*Work to do*. Retype all of the data. Every line must match exactly.

---- Supplied material

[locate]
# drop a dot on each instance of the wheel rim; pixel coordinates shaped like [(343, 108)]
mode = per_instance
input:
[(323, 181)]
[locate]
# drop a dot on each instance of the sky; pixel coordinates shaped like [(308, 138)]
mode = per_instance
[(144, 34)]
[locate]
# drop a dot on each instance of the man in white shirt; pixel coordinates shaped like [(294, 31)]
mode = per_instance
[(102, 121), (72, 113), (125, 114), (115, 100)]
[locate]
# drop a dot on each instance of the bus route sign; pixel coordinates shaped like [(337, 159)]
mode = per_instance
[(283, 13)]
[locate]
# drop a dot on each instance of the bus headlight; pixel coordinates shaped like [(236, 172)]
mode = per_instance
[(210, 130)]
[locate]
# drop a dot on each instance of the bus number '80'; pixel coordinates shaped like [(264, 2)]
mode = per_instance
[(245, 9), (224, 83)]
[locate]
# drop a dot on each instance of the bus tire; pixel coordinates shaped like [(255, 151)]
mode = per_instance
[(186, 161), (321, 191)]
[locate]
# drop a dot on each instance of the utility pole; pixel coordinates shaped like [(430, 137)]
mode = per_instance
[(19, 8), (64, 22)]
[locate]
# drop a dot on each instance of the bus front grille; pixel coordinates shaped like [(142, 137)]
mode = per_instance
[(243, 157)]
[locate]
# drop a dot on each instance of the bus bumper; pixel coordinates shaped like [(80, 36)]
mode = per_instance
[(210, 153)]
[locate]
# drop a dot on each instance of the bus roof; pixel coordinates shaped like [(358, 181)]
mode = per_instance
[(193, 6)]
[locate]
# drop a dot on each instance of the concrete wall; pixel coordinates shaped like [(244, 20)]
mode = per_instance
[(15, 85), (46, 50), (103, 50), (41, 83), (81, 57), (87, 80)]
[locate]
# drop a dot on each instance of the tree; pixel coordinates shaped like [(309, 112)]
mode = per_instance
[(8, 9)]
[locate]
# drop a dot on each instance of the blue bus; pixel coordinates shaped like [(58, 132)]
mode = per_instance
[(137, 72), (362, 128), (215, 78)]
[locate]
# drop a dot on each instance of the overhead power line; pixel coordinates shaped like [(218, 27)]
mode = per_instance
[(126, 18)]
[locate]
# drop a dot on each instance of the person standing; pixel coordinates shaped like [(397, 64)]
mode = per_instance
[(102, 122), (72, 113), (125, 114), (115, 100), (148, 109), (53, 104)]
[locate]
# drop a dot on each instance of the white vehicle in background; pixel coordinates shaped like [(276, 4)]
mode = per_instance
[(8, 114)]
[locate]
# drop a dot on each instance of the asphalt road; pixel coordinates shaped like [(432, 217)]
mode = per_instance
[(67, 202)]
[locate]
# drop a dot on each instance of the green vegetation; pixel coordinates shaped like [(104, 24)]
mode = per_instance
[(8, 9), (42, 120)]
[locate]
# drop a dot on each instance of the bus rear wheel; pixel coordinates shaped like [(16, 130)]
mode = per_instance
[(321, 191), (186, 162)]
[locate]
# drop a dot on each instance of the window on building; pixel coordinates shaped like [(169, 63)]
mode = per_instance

--------

*Exercise output*.
[locate]
# drop a dot on each instance of the wheel rim; pixel coordinates shaped like [(343, 108)]
mode = per_instance
input:
[(323, 181)]
[locate]
# drop a dot on each instance of the sky; pixel coordinates shaped like [(308, 138)]
mode = per_instance
[(144, 34)]
[locate]
# drop a dot on each instance of the man in white shirt; pixel coordinates shaped like [(294, 31)]
mode = per_instance
[(102, 121), (72, 113), (125, 114), (115, 100)]
[locate]
# drop a dot on each instance of the bus route sign; pixel coordinates shaped like [(337, 159)]
mode = per_instance
[(283, 13)]
[locate]
# drop a dot on each instance of the bus headlight; pixel coordinates shaped like [(236, 172)]
mode = per_instance
[(210, 130)]
[locate]
# drop a dot on each instance of the bus number '80'; pixel coordinates shaped like [(264, 2)]
mode = per_instance
[(245, 9), (224, 83)]
[locate]
# drop a dot on each instance of the bus tire; pixel coordinates shaped like [(255, 151)]
mode = per_instance
[(186, 161), (321, 191)]
[locate]
# drop a dot on each instance of the utility pole; pixel coordinates shaped like [(430, 137)]
mode = per_instance
[(19, 8), (64, 22)]
[locate]
# drop a dot on each instance of the bus front grille; pixel coordinates shaped like [(142, 137)]
mode = per_instance
[(243, 157)]
[locate]
# drop a dot on each instance of the bus bumper; pixel coordinates shaped like [(80, 36)]
mode = per_instance
[(210, 153)]
[locate]
# drop a dot on each instance of the bus roof; pixel coordinates shaped like [(358, 181)]
mode = per_instance
[(193, 6)]
[locate]
# drop a dot on each instance of the concrete wall; pixel coordinates shaped like [(244, 20)]
mode = per_instance
[(15, 85), (46, 50), (103, 50), (41, 83), (81, 57), (87, 80)]
[locate]
# drop a dot on each instance of the tree; pixel coordinates shaped like [(309, 112)]
mode = per_instance
[(8, 9)]
[locate]
# drop a dot on each instance of the blue bus; pixel coordinates shaped like [(58, 132)]
mode = per_instance
[(137, 72), (362, 128), (215, 78)]
[locate]
# drop a dot on each instance of the overhead power line; pixel coordinates shaped like [(218, 27)]
mode = per_instance
[(126, 18)]
[locate]
# drop a dot on each instance of the person standing; pixel coordinates shaped like [(397, 64)]
mode = per_instance
[(102, 122), (72, 113), (125, 114), (115, 100), (148, 109), (53, 104)]
[locate]
# drop a dot on each instance of the white vehicle in background; pixel coordinates shaped like [(276, 4)]
mode = per_instance
[(8, 114)]
[locate]
# drop a dot on each instance of the asphalt road; pixel coordinates shaped like [(432, 217)]
mode = per_instance
[(67, 202)]
[locate]
# drop a dot on each instance of the green vegetation; pixel coordinates shaped like [(104, 24)]
mode = per_instance
[(8, 9), (42, 120)]
[locate]
# drop a dot on each instance of the bus rear wheel; pixel coordinates shaped like [(16, 130)]
mode = per_instance
[(321, 191), (186, 162)]
[locate]
# drop a dot on each instance of the window on building; pixel coordinates shaped like [(169, 63)]
mode = per_instance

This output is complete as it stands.